** EXERCISE INSTRUCTIONS **
Return all of the data exactly as given.

** TASK MATERIAL **
=-=-=-=-=

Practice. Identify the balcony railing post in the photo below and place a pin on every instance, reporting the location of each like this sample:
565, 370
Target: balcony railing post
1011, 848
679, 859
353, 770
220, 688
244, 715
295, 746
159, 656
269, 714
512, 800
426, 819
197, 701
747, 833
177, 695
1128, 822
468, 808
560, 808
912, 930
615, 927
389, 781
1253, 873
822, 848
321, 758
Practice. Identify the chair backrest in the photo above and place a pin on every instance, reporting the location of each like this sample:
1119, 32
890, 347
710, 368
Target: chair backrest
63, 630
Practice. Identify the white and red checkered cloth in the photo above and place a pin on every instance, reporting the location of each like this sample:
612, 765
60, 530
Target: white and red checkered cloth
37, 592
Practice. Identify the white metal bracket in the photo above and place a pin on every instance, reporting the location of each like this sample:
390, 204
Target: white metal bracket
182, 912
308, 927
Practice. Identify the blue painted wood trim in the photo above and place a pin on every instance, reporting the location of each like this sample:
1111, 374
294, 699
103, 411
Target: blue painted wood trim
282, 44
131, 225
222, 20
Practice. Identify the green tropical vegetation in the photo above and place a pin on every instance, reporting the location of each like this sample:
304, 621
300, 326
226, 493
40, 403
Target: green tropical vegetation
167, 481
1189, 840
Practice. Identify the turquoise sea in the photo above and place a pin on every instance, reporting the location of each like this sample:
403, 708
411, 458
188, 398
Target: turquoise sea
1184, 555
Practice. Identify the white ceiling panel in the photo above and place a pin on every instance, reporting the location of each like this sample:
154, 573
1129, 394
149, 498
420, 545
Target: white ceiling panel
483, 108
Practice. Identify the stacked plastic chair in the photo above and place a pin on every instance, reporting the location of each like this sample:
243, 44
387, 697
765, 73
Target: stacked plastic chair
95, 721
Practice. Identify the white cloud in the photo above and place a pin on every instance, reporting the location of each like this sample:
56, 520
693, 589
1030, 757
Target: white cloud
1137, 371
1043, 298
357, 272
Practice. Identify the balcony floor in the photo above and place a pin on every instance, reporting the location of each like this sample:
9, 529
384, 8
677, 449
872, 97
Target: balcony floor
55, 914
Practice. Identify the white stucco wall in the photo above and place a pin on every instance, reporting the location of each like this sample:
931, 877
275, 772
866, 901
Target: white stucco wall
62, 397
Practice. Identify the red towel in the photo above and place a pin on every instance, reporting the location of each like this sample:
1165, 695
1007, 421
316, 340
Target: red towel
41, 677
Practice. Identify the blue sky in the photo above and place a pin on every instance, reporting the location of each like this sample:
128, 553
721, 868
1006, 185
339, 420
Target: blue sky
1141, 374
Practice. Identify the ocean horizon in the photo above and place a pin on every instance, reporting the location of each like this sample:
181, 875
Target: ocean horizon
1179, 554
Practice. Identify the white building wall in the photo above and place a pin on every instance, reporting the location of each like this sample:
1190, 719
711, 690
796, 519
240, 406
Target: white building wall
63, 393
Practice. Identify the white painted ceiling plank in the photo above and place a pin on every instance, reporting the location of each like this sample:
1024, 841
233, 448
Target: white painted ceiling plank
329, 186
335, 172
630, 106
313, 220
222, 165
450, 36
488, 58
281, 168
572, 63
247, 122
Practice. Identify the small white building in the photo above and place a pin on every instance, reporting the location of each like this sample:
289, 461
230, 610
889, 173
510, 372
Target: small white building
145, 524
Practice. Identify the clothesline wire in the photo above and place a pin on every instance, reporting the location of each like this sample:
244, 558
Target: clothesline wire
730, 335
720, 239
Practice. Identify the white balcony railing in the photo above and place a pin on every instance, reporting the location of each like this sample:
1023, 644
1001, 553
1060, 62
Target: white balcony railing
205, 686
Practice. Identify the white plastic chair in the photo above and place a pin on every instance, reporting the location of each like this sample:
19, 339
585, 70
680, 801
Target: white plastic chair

=-=-=-=-=

** RESPONSE BELOW **
Practice. Identify the balcony railing post in the photo below and place a pin on every instance, reporting the location of each like this sample:
565, 370
Target: balcony railing post
1011, 848
679, 859
353, 770
220, 688
244, 715
295, 746
159, 656
269, 714
512, 800
426, 819
197, 701
747, 833
177, 695
1128, 822
468, 808
560, 808
912, 930
615, 927
389, 781
1253, 873
822, 848
321, 758
Practice. Identify the chair backrest in the photo above and place a pin on every instance, reporting the location of each like this sample:
1119, 32
890, 347
710, 368
Target: chair backrest
63, 630
Practice. Identify the white and red checkered cloth in the photo above and place a pin on every instance, reporting the location of each like this sample:
612, 765
60, 530
Target: white and red checkered cloth
37, 592
Practice. Identify the white metal bracket in the photo above and place a pin on every instance, reporting the location of each like this sample:
390, 204
Target: white metal bracket
182, 912
308, 927
Practice. Identify the blue painted wood trim in the photo above and place a pin on every instance, reporting the location of each like this sample:
1111, 374
294, 699
103, 411
Target: blue painted wood trim
282, 44
131, 225
222, 20
Practice. Identify the green tropical vegetation in the photo above and place a pin on every instance, reporting the location of each like this sample:
304, 621
300, 326
226, 493
40, 403
Target: green tropical vegetation
167, 481
1189, 840
Practice. Identify the turquoise sea in the photo above and place a pin on every instance, reporting the location of each like this sample:
403, 708
411, 458
188, 398
Target: turquoise sea
1184, 555
Practice. Identify the white ceiling panel in the photo above and place a pin on every instance, reporting the location of each like this sample:
154, 573
1129, 394
149, 498
420, 545
Target: white ceiling panel
483, 108
Practice. Identify the stacked plastic chair in the photo above and place a pin on every instance, reporting the location of each like this sample:
243, 44
387, 697
765, 73
Target: stacked plastic chair
95, 721
Practice. Identify the white cloud in the photo above and place a pin on every instance, reporting the location of each like this sample:
56, 520
693, 589
1030, 757
Target: white cloud
1137, 371
1043, 298
357, 272
Practice. Identify the balcony floor in the photo above and place a pin on every instance, reporting the location of each like this sample:
9, 529
384, 8
677, 449
872, 97
Target: balcony floor
55, 914
Practice. Identify the white stucco wall in the photo above and place a pin on every instance, reporting the location of each like this sample:
931, 877
275, 772
866, 901
Target: white stucco wall
62, 397
Practice. Identify the red towel in the photo above and place a pin on every instance, reporting the location of each like this sample:
1165, 695
1007, 421
316, 340
Target: red towel
41, 677
Practice. Identify the blue sky in the photo above and place a pin on every instance, reporting the location of each like this sample:
128, 553
721, 868
1006, 185
339, 420
Target: blue sky
1141, 374
Practice. Identify the ocean horizon in the photo above and place a pin on every instance, reporting the location of each like this sample:
181, 875
Target: ocean horizon
1179, 554
Practice. Identify the white building wall in the photo above and place a pin on every instance, reporting the location of each like this sample:
1190, 719
711, 690
796, 519
240, 406
Target: white building wall
63, 393
Practice. Identify the white painted ceiling plank in the photo above and place a pin on every instance, reporting the location of each like this sample:
1024, 841
233, 448
Target: white painted ceiling plank
329, 186
335, 172
630, 106
313, 220
222, 165
450, 36
488, 58
281, 168
572, 63
247, 122
Practice. Identify the small white building in the photo above and place a pin on every instance, reporting the location of each like this sample:
289, 461
230, 610
889, 173
510, 372
Target: small white building
145, 524
Practice. Identify the clothesline wire in the photo above and place a pin on every instance, reporting the location of each like this sample:
244, 558
Target: clothesline wire
730, 335
720, 239
Practice. Identify the white balcony railing in the photo above and place a pin on every instance, reporting the location of each like this sample:
1023, 644
1001, 553
1060, 62
Target: white balcony railing
205, 686
Practice. Identify the white plastic chair in the photo above and place a pin on every instance, reporting the location of each like this sample:
19, 339
585, 70
680, 801
Target: white plastic chair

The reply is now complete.